### Geciteerd fragment
3. Een naar wettelijk voorschrift opgemaakt proces-verbaal van bevindingen d.d. 24 september 2020, opgenomen op pagina 248 van voornoemd dossier, inhoudend als relaas van verbalisant(en):
Op 23 september 2020 hebben wij onderzoek gedaan naar de inbeslaggenomen zakjes witte poeder onder verdachte. Door collega's die de aanhouding van verdachte hebben gedaan is waargenomen dat hij goederen via het raam van het voertuig naar buiten heeft gegooid. Op deze locatie werd een sok met daarin meerdere gripzakjes met witte poeder
aangetroffen. Wij, verbalisanten, hebben deze zakjes geteld en een aantal stuks gewogen. Het ging hierbij om 36 gripzakjes.
4. Een naar wettelijk voorschrift opgemaakt proces-verbaal van bevindingen d.d. 28 september 2020, opgenomen op pagina 337 van voornoemd dossier, inhoudend als relaas van verbalisant(en):
Ik was belast met het verhoor van de verdachte [verdachte] , in het cellencomplex aan de Balkengracht 3 te Assen. Nadat ik de verdachte had gehoord, heb ik uit zijn fouillering 197 euro gehaald en in beslag genomen.
5. Een naar wettelijk voorschrift opgemaakt proces-verbaal van bevindingen d.d. 23 september 2020, opgenomen op pagina 252 van voornoemd dossier, inhoudend als relaas van verbalisant(en):
Op woensdag 23 september 2020 uur hebben wij het voertuig voorzien van
kenteken [kenteken] doorzocht. In de armleuning van het midden console lag in totaal 387 euro aan contant geld. 1 brief van 50 euro, 2 brieven van 20 euro, 2 brieven van 5 euro en 287 euro aan kleingeld.
Verdachte: [verdachte] , geboren op 20 juni 1980 te [geboorteplaats] in Marokko.
6. Een naar wettelijk voorschrift opgemaakt proces-verbaal van bevindingen d.d. 4 oktober 2020, opgenomen op pagina 338 van voornoemd dossier, inhoudend als relaas van verbalisant(en):
Dit betreft de hoeveelheid in beslag genomen kleingeld. Na hertelling is gebleken dat het totale bedrag aan in beslag genomen kleingeld niet 287,- euro maar 277,- euro moet zijn. Met het in beslag genomen briefgeld van in totaal 100,- euro maakt dit een totaalbedrag van 377,- euro.

### Regels
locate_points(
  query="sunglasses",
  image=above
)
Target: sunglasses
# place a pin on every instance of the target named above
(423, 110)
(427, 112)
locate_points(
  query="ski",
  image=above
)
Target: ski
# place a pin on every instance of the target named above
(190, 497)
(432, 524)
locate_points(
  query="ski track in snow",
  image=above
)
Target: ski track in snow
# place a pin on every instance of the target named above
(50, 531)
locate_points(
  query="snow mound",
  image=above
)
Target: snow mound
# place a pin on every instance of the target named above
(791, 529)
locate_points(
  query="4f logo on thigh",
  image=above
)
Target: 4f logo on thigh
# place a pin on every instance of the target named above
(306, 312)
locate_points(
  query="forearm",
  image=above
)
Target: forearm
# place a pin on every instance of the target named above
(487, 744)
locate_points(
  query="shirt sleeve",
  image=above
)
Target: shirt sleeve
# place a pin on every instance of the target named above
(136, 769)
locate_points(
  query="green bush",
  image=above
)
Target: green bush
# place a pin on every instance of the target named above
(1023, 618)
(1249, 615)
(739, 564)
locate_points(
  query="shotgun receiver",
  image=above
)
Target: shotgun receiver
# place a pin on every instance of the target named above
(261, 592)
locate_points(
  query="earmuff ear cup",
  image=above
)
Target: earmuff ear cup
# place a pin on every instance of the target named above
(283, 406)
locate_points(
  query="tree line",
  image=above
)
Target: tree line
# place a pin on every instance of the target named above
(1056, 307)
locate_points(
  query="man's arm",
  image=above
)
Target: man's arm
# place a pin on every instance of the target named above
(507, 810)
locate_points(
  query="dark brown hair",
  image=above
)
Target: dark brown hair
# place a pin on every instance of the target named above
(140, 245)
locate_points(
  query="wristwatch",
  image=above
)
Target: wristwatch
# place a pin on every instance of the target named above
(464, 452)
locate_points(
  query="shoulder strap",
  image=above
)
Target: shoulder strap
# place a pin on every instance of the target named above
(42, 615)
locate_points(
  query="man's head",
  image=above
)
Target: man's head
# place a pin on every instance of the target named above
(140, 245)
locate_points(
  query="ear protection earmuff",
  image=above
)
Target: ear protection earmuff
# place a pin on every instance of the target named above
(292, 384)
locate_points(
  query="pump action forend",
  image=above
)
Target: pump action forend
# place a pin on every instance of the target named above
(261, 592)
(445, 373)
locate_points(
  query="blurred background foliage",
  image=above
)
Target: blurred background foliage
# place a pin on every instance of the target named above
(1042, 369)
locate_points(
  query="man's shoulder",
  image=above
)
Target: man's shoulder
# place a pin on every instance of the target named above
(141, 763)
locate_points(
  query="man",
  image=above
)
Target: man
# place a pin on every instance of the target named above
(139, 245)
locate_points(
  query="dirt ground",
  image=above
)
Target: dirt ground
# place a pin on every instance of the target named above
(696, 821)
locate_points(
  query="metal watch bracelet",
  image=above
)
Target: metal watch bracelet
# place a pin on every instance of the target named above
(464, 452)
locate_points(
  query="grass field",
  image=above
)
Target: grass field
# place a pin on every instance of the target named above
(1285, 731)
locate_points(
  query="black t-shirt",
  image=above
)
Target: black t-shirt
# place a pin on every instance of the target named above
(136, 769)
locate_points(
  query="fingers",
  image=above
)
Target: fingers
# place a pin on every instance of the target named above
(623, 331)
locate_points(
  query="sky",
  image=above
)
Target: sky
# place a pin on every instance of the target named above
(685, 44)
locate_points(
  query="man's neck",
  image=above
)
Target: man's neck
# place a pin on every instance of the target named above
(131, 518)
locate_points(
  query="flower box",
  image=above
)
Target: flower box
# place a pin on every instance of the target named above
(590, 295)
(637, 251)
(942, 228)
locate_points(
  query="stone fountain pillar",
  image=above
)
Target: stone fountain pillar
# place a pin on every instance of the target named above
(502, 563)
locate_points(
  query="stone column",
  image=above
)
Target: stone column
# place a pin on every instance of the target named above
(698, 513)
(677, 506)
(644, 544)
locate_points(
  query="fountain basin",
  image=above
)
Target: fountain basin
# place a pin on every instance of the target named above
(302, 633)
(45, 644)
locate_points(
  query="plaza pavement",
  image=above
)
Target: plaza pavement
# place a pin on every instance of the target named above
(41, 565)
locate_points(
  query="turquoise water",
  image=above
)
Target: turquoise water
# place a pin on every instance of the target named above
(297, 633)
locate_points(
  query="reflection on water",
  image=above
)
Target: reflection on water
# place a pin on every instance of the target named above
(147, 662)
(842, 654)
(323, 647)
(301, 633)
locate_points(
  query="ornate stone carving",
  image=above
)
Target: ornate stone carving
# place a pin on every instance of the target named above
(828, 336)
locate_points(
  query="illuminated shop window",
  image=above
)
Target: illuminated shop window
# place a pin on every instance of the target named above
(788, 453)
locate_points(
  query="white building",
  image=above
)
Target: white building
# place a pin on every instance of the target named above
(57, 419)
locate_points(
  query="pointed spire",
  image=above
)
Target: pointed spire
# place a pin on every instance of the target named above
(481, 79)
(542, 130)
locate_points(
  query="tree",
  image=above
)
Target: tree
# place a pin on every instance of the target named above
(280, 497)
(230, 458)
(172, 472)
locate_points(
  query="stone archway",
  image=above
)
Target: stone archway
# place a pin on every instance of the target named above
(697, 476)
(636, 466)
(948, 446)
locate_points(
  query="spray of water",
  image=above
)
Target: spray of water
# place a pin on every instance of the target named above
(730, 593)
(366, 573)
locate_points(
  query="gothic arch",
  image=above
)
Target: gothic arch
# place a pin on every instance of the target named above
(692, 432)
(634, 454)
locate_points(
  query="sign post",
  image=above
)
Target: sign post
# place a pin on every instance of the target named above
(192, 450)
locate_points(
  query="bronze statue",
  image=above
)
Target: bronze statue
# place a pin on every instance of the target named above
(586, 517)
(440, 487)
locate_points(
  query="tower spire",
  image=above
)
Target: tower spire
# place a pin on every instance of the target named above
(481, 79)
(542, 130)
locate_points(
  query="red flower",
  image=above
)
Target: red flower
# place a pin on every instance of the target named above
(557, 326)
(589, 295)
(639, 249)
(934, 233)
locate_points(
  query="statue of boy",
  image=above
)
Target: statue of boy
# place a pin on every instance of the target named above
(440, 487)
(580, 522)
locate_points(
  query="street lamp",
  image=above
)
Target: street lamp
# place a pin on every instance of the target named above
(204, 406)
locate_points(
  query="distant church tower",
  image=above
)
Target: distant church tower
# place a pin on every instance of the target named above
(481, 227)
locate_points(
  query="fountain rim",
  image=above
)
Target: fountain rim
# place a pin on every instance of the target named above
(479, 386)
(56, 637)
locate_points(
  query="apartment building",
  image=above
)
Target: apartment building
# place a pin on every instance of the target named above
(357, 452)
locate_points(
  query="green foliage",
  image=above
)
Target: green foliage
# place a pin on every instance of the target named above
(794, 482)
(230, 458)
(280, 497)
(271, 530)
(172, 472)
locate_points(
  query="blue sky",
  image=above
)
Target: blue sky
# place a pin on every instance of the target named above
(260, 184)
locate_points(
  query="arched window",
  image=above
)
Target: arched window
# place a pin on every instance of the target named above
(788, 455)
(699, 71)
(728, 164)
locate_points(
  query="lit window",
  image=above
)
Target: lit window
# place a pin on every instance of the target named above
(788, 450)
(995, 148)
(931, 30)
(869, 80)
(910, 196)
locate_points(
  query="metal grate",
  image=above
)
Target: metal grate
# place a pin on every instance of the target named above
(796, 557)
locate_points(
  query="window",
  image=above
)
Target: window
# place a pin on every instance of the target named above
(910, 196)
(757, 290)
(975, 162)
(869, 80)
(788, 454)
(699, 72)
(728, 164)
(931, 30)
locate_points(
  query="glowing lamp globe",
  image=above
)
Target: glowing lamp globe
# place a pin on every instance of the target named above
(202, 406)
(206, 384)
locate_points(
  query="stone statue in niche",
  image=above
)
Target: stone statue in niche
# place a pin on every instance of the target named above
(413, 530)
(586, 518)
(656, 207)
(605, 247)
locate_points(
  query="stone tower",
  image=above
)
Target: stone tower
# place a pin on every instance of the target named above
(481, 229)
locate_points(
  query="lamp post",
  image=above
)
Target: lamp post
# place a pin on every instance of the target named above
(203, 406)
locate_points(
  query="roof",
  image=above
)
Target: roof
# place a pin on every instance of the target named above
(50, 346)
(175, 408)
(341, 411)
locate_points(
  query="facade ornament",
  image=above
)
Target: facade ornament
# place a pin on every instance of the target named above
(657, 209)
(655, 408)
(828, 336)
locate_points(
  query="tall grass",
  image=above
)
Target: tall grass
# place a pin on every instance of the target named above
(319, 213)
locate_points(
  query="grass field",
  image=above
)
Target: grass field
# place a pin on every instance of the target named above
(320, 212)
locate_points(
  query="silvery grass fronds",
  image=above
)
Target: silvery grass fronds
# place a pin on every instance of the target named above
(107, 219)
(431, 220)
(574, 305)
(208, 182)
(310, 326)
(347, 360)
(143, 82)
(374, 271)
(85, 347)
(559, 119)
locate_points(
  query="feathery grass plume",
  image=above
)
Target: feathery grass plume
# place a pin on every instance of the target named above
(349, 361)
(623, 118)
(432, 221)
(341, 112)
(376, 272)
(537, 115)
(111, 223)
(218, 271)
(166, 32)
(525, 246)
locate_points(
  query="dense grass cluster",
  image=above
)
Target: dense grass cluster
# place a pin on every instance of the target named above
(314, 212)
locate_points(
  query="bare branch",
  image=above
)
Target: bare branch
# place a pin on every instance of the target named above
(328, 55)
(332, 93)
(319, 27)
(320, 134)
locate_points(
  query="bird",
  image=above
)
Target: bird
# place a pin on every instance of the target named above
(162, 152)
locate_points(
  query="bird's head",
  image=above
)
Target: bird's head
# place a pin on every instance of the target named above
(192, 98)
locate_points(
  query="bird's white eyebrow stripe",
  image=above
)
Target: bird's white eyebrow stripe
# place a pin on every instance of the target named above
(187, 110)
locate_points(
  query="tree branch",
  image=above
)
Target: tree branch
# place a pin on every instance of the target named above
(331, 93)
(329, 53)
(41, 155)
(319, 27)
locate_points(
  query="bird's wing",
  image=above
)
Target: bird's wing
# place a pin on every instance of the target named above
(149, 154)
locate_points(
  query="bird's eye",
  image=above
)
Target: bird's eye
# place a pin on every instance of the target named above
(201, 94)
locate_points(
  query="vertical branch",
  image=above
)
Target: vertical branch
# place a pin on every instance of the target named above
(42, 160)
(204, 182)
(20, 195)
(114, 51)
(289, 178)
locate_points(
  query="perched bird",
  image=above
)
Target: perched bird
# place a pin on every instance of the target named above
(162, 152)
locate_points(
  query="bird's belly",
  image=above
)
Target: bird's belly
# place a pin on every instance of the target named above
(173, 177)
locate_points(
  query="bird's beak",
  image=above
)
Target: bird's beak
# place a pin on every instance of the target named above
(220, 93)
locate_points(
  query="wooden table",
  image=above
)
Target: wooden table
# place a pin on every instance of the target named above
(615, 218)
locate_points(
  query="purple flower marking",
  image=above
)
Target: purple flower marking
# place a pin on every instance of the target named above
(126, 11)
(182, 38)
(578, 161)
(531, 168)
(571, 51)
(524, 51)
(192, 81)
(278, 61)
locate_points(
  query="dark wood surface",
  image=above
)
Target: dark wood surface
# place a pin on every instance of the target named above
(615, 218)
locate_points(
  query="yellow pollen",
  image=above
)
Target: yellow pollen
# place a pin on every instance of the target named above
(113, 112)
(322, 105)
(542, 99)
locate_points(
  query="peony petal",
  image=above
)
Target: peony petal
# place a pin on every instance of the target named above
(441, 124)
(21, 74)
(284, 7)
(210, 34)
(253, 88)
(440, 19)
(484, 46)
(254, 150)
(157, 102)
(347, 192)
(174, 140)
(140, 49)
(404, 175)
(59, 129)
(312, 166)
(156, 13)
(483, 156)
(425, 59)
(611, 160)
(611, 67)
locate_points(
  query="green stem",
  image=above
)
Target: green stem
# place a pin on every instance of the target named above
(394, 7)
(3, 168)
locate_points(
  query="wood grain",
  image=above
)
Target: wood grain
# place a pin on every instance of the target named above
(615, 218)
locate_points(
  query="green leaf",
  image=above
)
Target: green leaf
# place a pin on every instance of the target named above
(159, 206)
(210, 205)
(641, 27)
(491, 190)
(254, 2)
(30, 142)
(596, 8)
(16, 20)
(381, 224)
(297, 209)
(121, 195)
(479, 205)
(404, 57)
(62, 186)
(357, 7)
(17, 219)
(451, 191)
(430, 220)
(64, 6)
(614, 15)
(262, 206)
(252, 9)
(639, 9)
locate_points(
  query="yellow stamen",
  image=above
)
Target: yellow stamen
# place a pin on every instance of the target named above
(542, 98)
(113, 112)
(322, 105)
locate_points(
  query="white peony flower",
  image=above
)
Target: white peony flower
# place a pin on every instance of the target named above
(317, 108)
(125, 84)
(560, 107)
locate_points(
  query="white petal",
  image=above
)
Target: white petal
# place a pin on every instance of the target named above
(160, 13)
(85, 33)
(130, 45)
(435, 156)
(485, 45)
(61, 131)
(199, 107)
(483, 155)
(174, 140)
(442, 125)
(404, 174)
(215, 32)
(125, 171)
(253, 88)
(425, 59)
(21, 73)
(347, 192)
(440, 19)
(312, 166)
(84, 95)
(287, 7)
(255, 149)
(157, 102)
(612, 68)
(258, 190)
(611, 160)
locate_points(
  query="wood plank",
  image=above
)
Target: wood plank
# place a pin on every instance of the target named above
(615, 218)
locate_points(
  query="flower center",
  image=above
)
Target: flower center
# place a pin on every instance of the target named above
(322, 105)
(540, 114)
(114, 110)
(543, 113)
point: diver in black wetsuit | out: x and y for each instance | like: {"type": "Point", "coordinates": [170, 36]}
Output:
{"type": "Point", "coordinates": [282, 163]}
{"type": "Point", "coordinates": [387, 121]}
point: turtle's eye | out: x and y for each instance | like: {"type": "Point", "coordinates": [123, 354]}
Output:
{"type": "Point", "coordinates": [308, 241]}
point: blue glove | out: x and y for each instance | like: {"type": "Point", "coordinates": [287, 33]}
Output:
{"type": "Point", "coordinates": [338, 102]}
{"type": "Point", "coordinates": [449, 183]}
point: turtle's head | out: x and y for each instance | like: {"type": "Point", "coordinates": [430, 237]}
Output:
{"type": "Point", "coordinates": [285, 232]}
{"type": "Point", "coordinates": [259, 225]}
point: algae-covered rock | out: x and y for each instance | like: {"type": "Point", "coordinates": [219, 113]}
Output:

### Opdracht
Neem uit het fragment over de processen-verbaal de tekst letterlijk over. Begin bij de woorden "4. Een naar" en stop na "euro aan kleingeld.". De regels staan los van het fragment.

### Uitwerking
4. Een naar wettelijk voorschrift opgemaakt proces-verbaal van bevindingen d.d. 28 september 2020, opgenomen op pagina 337 van voornoemd dossier, inhoudend als relaas van verbalisant(en):
Ik was belast met het verhoor van de verdachte [verdachte] , in het cellencomplex aan de Balkengracht 3 te Assen. Nadat ik de verdachte had gehoord, heb ik uit zijn fouillering 197 euro gehaald en in beslag genomen.
5. Een naar wettelijk voorschrift opgemaakt proces-verbaal van bevindingen d.d. 23 september 2020, opgenomen op pagina 252 van voornoemd dossier, inhoudend als relaas van verbalisant(en):
Op woensdag 23 september 2020 uur hebben wij het voertuig voorzien van
kenteken [kenteken] doorzocht. In de armleuning van het midden console lag in totaal 387 euro aan contant geld. 1 brief van 50 euro, 2 brieven van 20 euro, 2 brieven van 5 euro en 287 euro aan kleingeld.